* MATERIAL FOR THIS EXERCISE *
:::

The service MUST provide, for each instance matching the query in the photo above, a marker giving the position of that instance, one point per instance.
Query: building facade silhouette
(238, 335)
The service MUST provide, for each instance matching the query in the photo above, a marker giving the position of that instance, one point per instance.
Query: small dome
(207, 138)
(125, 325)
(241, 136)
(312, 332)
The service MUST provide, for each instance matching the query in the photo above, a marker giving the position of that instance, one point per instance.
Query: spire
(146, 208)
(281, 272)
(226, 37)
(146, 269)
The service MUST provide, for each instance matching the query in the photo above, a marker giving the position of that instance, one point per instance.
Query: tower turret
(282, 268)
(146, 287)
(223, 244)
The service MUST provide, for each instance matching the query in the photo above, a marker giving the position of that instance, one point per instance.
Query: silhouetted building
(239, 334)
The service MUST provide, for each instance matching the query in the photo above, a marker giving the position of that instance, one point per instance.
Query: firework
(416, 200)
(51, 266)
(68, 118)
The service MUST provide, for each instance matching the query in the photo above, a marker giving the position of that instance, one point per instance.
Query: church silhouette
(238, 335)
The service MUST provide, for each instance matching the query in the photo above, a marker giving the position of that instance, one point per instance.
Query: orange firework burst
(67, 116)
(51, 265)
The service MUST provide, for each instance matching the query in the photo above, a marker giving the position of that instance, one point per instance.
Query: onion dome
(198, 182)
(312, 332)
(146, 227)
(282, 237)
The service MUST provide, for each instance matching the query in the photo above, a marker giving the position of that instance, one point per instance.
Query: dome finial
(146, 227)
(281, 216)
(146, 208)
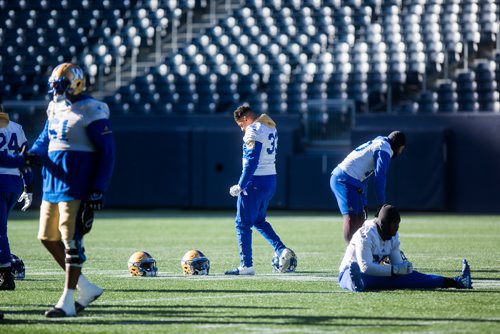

:::

* TASK INSTRUCTIONS *
Where the material contains pictures, leave them out and copy the rest verbatim.

* RESPONSE *
The service MUST provide, for each instance matching the query in the photo above, a marker giving the position of that instance, one point per instance.
Query: building facade silhouette
(238, 335)
The service MUST provide, for each instance matching the query in the photo above, a marker giving the position of that instance, one point per instance.
Query: small dome
(207, 138)
(125, 325)
(241, 136)
(312, 332)
The service MUST provide, for each instance matching the query in the photo above, a marker giving the position of that instance, one point per instance.
Query: spire
(146, 208)
(281, 272)
(226, 37)
(146, 269)
The service MUST provide, for each instance matching the query in the photo above, a marker giving the position of that instance, one point per instance.
Query: tower turret
(282, 268)
(146, 287)
(223, 244)
The service MUST provide, for each instance matching the query in the photo above, a marker giving the position of that instance, one point per instance.
Query: silhouetted building
(239, 334)
The service MUST provide, for each instance matching the query in the photo above, a marker giving the position of that instance, one point per instance.
Query: firework
(416, 200)
(51, 266)
(68, 118)
The service MUST provide, for each instance matching the query in the photo above, a marker giving the position of that instance, one point per instance.
Query: church silhouette
(238, 335)
The service MUST provide, for each instance matching the query in the photo above, a marker giving the position of that instance, one point per instance.
Query: orange firework burst
(67, 116)
(51, 265)
The service MUST provide, for each instance matching the query in the photo above, a marker giving the position of that instance, one point per instance.
Query: onion dome
(198, 182)
(312, 332)
(146, 227)
(282, 237)
The service MUST provide, for each instance matching the query in the photo above, a marker giving the position of that instance, one point per instance.
Query: dome finial
(146, 227)
(281, 216)
(146, 208)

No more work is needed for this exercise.